SELECTION

----------------------------------------

Digital Transformation » Systems & Software » IT STRATEGY REVIEW – Fat clients? On yer bike

IT STRATEGY REVIEW - Fat clients? On yer bike

PCs now have more power than the computers that took Neil Armstrong to the moon - and operating budgets to match. Slimmed down NC terminals may not be such a dumb idea.

IT managers are, quite naturally, drawn to the latest ‘whizzo’ technology and, also quite naturally, finance directors are put off by its cost. But capital costs are only part of the equation.

One of the biggest debates currently occupying the brains behind the technology industry is the battle between the PC and the NC – the personal computer and the network computer, also known as fat clients and thin clients respectively. Much of the debate revolves around the degree of control you give your IT manager and how this might reduce the overall running costs of the desktop computing devices in your organisation.

We are all familiar with fat clients – PCs. Most of the ones in your organisation will be linked to a server, a beefed-up PC used as a central repository for files, enabling everyone to save their work in a place where others can access it, too.

Your PC will have a hard disk where you save data and where you install software applications such as Microsoft Office or Lotus Smart Suite. It will have random access memory (RAM) which allows the PC to process the data you are working on and it will have a floppy drive which enables you to save information on a floppy disk and take it away with you. This last point creates some interesting security headaches: do you really want your workforce to be able to access sensitive information which they can copy to a floppy disk and take home with them?

----------------------------------------

DATA EXTRACT
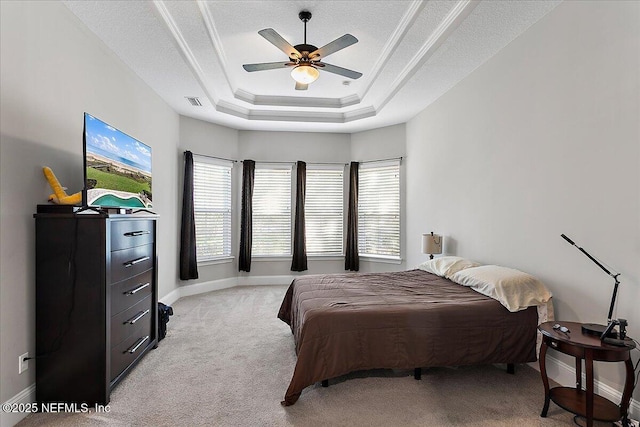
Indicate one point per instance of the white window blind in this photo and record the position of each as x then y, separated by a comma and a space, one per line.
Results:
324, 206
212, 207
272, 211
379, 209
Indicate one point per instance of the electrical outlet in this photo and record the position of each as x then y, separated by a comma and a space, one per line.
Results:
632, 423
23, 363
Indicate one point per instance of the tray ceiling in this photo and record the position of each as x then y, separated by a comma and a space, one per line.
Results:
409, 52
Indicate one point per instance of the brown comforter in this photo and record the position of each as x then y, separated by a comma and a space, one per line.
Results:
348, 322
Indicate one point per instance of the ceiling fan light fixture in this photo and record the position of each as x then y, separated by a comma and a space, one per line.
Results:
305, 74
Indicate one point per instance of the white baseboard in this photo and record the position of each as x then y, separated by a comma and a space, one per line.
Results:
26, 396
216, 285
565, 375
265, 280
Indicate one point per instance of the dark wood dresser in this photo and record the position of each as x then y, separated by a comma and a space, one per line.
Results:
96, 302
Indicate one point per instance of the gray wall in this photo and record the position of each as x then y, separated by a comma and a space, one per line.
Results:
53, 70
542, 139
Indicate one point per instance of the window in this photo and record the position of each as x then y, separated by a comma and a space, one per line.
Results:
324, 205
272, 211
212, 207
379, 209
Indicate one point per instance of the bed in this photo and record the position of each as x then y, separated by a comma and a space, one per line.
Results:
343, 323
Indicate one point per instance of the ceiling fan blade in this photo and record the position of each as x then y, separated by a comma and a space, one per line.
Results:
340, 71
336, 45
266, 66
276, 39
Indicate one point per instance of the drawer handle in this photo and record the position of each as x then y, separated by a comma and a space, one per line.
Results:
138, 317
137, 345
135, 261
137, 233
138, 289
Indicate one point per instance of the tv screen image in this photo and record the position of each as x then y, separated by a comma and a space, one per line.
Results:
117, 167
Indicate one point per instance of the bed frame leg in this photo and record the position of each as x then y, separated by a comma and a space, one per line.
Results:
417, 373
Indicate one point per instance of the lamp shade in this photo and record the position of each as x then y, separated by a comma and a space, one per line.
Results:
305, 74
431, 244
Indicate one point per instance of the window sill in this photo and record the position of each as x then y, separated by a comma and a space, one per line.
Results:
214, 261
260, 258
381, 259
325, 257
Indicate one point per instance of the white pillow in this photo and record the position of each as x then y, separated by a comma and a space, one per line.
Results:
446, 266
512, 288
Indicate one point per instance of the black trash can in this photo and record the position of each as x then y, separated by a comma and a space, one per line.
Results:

----------------------------------------

INSTRUCTIONS
1 – Using the IT strategy review, decide whether each statement agrees with it: (a) a server is described as a beefed-up PC that holds files centrally; (b) network computers are also known as fat clients; (c) capital costs are the whole of the equation. Answer yes or no for each and quote the words that settle it.
2 – Resume the IT strategy review on fat and thin clients from the point where it stops.
The records have no connection to the IT strategy review.

WRITTEN ANSWERS
1 –
(a) Yes: "a beefed-up PC used as a central repository for files"
(b) No: "also known as fat clients and thin clients respectively"
(c) No: "capital costs are only part of the equation"

2 –
The more applications you need to use the bigger your PC’s hard disk will need to be and the more RAM you will need to run the application properly – it is not hard to see where the name fat client comes from. A PC that was made two years ago or so will not be able to cope with the demands for more power that new software puts on it. To keep on top of such demands, PCs will need new hard disks and more RAM on a regular basis. In fact, latest research from leasing company Livingston Rentals indicates that a growing number of companies are replacing PCs en masse every 18 months rather than upgrading them.

The need to make more efficient use of technology by employing the latest software offerings demands that more money be spent on making sure the hardware on the desktop can cope with it. It is a seemingly unbreakable vicious circle.

The idea behind the network computer – NC – is a fairly simple one. The typical desktop PC in use today is more powerful than the computer used by NASA to put Neil Armstrong on the moon. Do you really need that sort of computing power on everyone’s desk? Does it get used efficiently? Will you ever really see a return on your investment? Possibly not.

What if you were to take the weakest links in the chain and find a better way of working with them, asks John De Santis, European vice president of Network Computer Devices (NCD). “You have to make people realise that the PC is far less reliable than the network it is attached to,” he says. “Then you take all the complexity out of the machines on people’s desks and hand the control back where it belongs – the IT department.”

The idea of a single point of complexity and control with a large number of simple devices attached to it is not a new one. The telephone is a prime example – voice-mail, call diverting, remote pick-up and so on are controlled via the switchboard, not the handset.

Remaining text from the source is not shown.